(Document section Opens)
The second thing, find a possibility in the operations team to implement a little bit of SRE infrastructure and really the very minimum. So I would say just start with one SLI, say, availability, because that’s kind of the most common one and the most fundamental one. Then pick, say, one development team, that is responsible for some services that would be open to exploring a new way to do operations.
From then onwards, operate SRE. Circulate frequently between what the development team actually needs and what the SRE infrastructure needs to provide. Basically, bring together that one team and the operations team implementing the infrastructure, and bring it to a point where that one team would say, “It’s better now and we want from this SRE infrastructure an additional 10 features.” Now we know we are onto something useful and let’s go find the second team.
Then the second team can already make use of this SRE infrastructure that was built for the first team. They will, of course, have some different context, and this is where you can then decide which additional features to implement into the SRE infrastructure.
From then onwards, it’s about going team by team, and talking to them, discussing with them whether SRE would be something for them. But usually, the more teams you onboard, the easier it gets, because the SRE infrastructure is already more mature every time you take on a new team, because you’ve got more features there, and you know that they’re useful. Because also there is a social proof that this new thing, SRE, helps with the services operations.
This is roughly the journey that you would need to take, and this is also where the SRE coaches are essential, especially at the beginning.

SRE Journey Progression

Step one is to involve the product owner into the SRE coaching sessions from the beginning. The product owner is totally a full member of these discussions.
Number two, once the team is mature enough to come up with the error budget policy.
- This is something that’s really helpful, because it forces the team to think exactly about this question: What will we do when there is no error budget left for this service or for that service? It does this ahead of time before you’ve exhausted your error budget, and that provokes good discussions.
- You need to put it on paper. Our error budget policy is if this happens, that’s what we do. If that happens, that’s what we do. So that’s already definitely the next level of maturity.
- I think it’s important not to start with the whole error budget policy before the team is actually ready for this, because that’s a pretty advanced concept. That’s also how I put it in the book. So I’m talking about the basic SRE Foundations and advanced SRE Foundations. And the basic SRE foundations are SLIs, SLOs, and error budgets. The advanced SRE foundations are the error budget policies and error budget based decision making.
(Document section Closes)
(Data records Opens)
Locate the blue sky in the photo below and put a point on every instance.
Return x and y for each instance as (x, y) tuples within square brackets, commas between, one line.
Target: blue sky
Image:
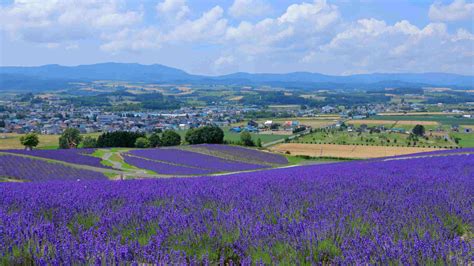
[(218, 37)]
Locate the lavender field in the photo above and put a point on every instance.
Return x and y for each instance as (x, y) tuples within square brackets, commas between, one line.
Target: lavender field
[(27, 169), (240, 153), (75, 156), (413, 211)]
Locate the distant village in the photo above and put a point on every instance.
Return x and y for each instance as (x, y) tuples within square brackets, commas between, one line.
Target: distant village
[(55, 116)]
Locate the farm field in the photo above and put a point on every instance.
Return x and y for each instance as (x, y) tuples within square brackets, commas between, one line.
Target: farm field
[(381, 139), (442, 119), (358, 212), (394, 123), (235, 137), (345, 151), (135, 163)]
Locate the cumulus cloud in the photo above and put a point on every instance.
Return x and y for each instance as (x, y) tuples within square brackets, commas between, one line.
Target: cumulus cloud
[(249, 8), (173, 9), (305, 36), (457, 10), (371, 45)]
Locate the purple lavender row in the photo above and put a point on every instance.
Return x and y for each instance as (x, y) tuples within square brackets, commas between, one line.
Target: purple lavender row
[(76, 156), (193, 159), (353, 213), (28, 169), (164, 168), (247, 153)]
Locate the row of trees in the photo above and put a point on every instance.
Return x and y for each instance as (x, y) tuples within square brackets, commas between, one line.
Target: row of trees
[(71, 138)]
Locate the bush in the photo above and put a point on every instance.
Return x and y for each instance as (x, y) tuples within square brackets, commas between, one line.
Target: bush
[(123, 139), (89, 142), (155, 140), (170, 138), (246, 139), (207, 134), (30, 140), (142, 142), (70, 138)]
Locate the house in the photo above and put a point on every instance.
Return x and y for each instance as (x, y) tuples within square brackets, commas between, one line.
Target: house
[(236, 129), (268, 123), (252, 123)]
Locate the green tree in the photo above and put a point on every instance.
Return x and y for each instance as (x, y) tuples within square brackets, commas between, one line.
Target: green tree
[(123, 139), (155, 140), (259, 143), (419, 130), (30, 140), (142, 142), (206, 134), (89, 142), (70, 138), (170, 138), (246, 139)]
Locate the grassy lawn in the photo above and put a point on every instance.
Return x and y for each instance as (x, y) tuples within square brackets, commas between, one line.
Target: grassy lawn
[(382, 139)]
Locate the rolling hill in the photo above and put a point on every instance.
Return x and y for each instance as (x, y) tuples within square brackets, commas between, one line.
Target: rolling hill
[(51, 77)]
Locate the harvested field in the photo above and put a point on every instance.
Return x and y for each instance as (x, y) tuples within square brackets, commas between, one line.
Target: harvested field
[(415, 113), (236, 98), (276, 132), (345, 151), (386, 122)]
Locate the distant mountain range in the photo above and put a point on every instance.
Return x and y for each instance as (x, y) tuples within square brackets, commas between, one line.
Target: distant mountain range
[(50, 77)]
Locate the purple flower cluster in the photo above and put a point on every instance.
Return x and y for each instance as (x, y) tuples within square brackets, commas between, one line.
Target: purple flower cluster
[(164, 168), (23, 168), (242, 153), (76, 156), (194, 160), (393, 212)]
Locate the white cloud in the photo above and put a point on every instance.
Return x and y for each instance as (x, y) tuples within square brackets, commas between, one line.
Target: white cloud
[(370, 45), (208, 27), (249, 8), (173, 9), (317, 15), (457, 10)]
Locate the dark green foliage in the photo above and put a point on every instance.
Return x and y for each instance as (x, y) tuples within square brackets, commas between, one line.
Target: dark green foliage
[(419, 130), (30, 140), (259, 143), (246, 139), (142, 142), (89, 142), (155, 140), (170, 138), (207, 134), (123, 139), (70, 138)]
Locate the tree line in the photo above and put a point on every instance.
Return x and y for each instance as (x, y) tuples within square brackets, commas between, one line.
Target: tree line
[(71, 138)]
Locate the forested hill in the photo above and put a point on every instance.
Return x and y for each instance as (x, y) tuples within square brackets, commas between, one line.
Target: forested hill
[(50, 77)]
(Data records Closes)
Write the next part of the text on introducing SRE to teams, starting after its last sentence. The entries are separate material and have no connection to the text on introducing SRE.

Exercise answer:
- In order for you to talk about the error budget policy, you need already everybody’s understanding about the SLIs, the SLOs, and the error budget. Then the SLOs need to make sense. You need to already have several iterations on the whole thing.
Once the error budget policy is in place, then the real test is, will that error budget policy be executed? Once it really reaches the point where we don’t have that error budget anymore for the service. Does the team really follow what they have done?
And then the step after is the error budget based decision making.
In the book, I put all those concepts in the pyramid.
The cool thing about that kind of high-level dashboard (of SLOs and error budgets) is that especially the product managers, they are enabled to work with this, because then you can say over time from experience, we actually thought that we would have this certain service level, but we are not fulfilling this and therefore we need to prioritize some significant work in order to build reliability into these particular services. The cool thing is that you make those decisions really based on data and not just on the opinion of the architect, on the opinion of the development and so on, which depending on the team culture, may weigh a lot or not a lot to the product manager.

Measuring SRE Implementation Success

Especially at the beginning, it’s a good idea to just see how many services the teams are onboarding onto the infrastructure. This is not outcome-based, of course, because you still don’t know whether it’s improved reliability. But at least these output based indicators at the beginning, they’re definitely good because, if teams are not willing to put their services onto the SRE infrastructure, then there’s no use in the infrastructure.
Then the next thing is, do the teams define the SLOs? Is the number of SLOs actually growing? Then the next thing, now that the SLOs are there, are they being fulfilled? If there are SLOs but the majority of them are broken, then that means the teams just forget about them. What is the percentage of SLOs that are being fulfilled and so on?
Then the next step is coming back to those customer escalations that we were talking about earlier. It can easily happen that all the SLOs are perfectly green, so that’s all cool, but the customers keep calling.
The true measure of implementing SRE correctly, your customers should be happy, and your error budget is a representation of that. In your book, you also mentioned a couple of other things, like, for example, perception from the partners that you work with, not just the users.

3 Tech Lead Wisdom

Act in context. I think that’s important because there are very many technologies, methodologies and so on, but it’s the context that actually decides whether this particular thing that you have heard about, have read about, have thought about would actually fit.
Practice servant leadership. That means that on the one hand, trying to show the way to the organization, to the teams, but on the other hand, also being very well aware of their context, and therefore, kind of inviting them to go on a certain journey instead of coercing them to adopt a particular thing. On the one hand, lead, but on the other end, do this in a servant way.
Look for ways to motivate people.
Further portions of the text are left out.